الأبحاث

2-  Evaluation of Hydrodynamics and Absorption Efficiency of a Pilot Plant Column for Carbon Dioxide Capture

Abstract 

Greenhouse gas emissions have increased exponentially since the start of the industrial revolution. The main dominant gas is carbon dioxide which is mainly released from fuel combustion processes. Developing a process to capture the carbon dioxide emissions is crucial to avoid dramatic climate change.The absorption column is a widely used separation unit for gas emissions treatment.  This dissertation explored a wide range of carbon dioxide absorbents and the internal design options of the column to minimise the capture cost. The internal design affects the hydrodynamics of the column which has to been evaluated to maintain the operation at the optimum level. The pressure drop and flooding velocities were the main hydrodynamics properties to be analysed. Series of experiments were conducted in a pilot plant absorption column mainly to investigate the hydrodynamics of the column and its capture efficiency. The column has double packing beds of a total height of 2.8 m and a diameter of 0.3 m. The beds are equally divided into DuraPack^®glass structured packing and plastic pall ring random packing. It was observed that the pressure drop is strongly affected by the gas flowrate. By the aid of Robbins pressure drop model, the dry packing factor was determined, 30 ft^-1, for the recently released DuraPack^® packing. The Robbins model predicted the pressure drops accurately for structured packing over a wide range of flowrates. However, the predictions were insignificantly underestimated for the random packing. In the flooding evaluation, the Billet and Schultes model slightly overestimated the flooding velocities for all ranges of flowrates. The capturing experiment revealed that the removal efficiency is directly proportional to sodium hydroxide concentration. At fixed solvent flowrate, the capture efficiency increases as the gas flowrate decreases. The optimum solvent flowrate was found to be around 25 l min^-1 for all chosen values of gas flowrates. The column was also modelled in Aspen HYSYS^® to predict the capture efficiency of the column when monoethanolamine is used as absorbent. In the air capture modelling, the efficiency is similar to the sodium hydroxide. However, the capture efficiency decreases as the carbon dioxide concentration increases in the gas inlet. The maximum capture efficiency is limited at 75% for all scenarios of the current column.

 

​

What to produce:
Answer these from the carbon dioxide capture abstract above:
(a) What are the total height and the diameter of the column's double packing beds?
(b) What dry packing factor was found for the DuraPack packing?
(c) Around what solvent flowrate was the optimum found?

Information shown:
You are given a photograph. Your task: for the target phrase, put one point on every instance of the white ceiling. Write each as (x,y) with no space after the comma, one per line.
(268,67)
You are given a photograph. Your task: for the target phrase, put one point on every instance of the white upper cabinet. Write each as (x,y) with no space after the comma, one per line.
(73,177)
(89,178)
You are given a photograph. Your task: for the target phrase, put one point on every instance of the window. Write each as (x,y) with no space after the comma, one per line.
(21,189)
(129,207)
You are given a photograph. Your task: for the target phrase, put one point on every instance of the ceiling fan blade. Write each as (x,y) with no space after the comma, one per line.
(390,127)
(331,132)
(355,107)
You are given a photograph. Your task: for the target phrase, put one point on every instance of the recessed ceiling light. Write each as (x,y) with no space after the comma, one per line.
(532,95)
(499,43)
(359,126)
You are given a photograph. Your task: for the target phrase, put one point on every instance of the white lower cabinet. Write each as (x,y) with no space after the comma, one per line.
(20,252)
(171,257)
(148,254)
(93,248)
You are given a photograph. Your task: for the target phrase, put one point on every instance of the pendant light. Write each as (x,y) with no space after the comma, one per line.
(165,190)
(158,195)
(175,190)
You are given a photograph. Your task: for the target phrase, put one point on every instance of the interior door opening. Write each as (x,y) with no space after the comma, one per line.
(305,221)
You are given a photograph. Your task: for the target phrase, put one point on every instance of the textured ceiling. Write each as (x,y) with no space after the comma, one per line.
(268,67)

Reply to the exercise:
(a) A total height of 2.8 m and a diameter of 0.3 m.
(b) 30 ft^-1.
(c) Around 25 l min^-1, for all chosen values of gas flowrates.